**DIRECTIONS FOR THIS TASK**
Exactly reproduce the lines from the one holding "as [364, 592]." through the final line of the listing below, with both ends included and nothing else.

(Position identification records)
= = = =

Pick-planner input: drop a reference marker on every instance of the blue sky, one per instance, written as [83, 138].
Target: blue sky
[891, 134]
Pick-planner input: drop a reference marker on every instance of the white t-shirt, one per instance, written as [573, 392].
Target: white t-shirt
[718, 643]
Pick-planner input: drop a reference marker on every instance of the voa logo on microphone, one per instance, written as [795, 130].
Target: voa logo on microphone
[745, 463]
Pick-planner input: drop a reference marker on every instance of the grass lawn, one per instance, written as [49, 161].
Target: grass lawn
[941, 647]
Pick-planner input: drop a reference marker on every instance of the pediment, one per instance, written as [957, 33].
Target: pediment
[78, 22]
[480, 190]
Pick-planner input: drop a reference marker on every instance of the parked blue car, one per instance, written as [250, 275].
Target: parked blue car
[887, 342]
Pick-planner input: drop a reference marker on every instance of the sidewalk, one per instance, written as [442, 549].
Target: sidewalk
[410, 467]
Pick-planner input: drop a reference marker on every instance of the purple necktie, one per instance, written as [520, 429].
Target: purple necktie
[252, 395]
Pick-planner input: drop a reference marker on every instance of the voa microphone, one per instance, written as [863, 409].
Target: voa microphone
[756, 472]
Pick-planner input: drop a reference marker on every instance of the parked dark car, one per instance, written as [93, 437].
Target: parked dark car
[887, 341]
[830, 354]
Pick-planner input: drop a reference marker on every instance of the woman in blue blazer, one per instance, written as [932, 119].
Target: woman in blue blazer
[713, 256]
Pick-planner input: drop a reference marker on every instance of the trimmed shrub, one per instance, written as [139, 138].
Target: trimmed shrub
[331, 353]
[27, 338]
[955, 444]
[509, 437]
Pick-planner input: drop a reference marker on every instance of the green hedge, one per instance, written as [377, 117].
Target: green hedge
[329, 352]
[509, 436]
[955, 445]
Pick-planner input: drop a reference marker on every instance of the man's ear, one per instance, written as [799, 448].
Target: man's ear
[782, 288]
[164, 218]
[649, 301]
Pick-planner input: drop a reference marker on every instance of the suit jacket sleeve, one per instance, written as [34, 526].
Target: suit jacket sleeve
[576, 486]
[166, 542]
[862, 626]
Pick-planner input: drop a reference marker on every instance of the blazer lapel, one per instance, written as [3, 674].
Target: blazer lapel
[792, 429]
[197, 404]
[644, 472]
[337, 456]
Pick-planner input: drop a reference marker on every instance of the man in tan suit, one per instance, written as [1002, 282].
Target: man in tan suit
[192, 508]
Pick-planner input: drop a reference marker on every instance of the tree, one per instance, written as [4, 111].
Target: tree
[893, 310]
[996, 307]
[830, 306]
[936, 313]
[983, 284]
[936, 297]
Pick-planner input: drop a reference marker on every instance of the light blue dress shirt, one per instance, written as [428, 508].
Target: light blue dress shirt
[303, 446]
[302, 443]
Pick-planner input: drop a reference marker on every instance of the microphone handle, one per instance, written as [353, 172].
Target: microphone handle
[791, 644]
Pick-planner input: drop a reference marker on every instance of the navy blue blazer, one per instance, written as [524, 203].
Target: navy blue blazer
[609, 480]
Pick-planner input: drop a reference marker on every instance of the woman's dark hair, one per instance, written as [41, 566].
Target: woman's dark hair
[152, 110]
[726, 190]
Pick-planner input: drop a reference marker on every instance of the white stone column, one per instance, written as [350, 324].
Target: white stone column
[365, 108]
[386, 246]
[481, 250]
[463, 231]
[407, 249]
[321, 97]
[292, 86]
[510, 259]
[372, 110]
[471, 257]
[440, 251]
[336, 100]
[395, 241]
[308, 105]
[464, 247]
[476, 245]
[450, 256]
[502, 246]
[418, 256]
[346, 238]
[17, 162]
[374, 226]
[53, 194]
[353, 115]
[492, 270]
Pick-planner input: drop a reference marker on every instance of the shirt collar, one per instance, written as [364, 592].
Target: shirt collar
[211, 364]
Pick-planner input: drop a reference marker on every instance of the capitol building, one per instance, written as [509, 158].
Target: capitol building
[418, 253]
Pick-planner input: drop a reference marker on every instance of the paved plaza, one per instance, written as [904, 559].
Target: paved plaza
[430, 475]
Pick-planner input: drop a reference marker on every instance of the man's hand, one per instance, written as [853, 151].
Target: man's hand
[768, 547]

= = = =

**FINAL RESULT**
Pick-planner input: drop a reference marker on every instance of the shirt collar, one per instance, written as [364, 592].
Target: shirt collar
[211, 364]
Pick-planner input: drop a reference marker on every instance of the capitol building, one per instance, written as [509, 158].
Target: capitol building
[418, 253]
Pick-planner input: drop a reference marker on every instance of the paved plaza, one per instance, written as [904, 559].
Target: paved plaza
[430, 475]
Pick-planner input: drop a reference marker on every instance of the man's hand, one per instance, written as [853, 151].
Target: man's hand
[768, 547]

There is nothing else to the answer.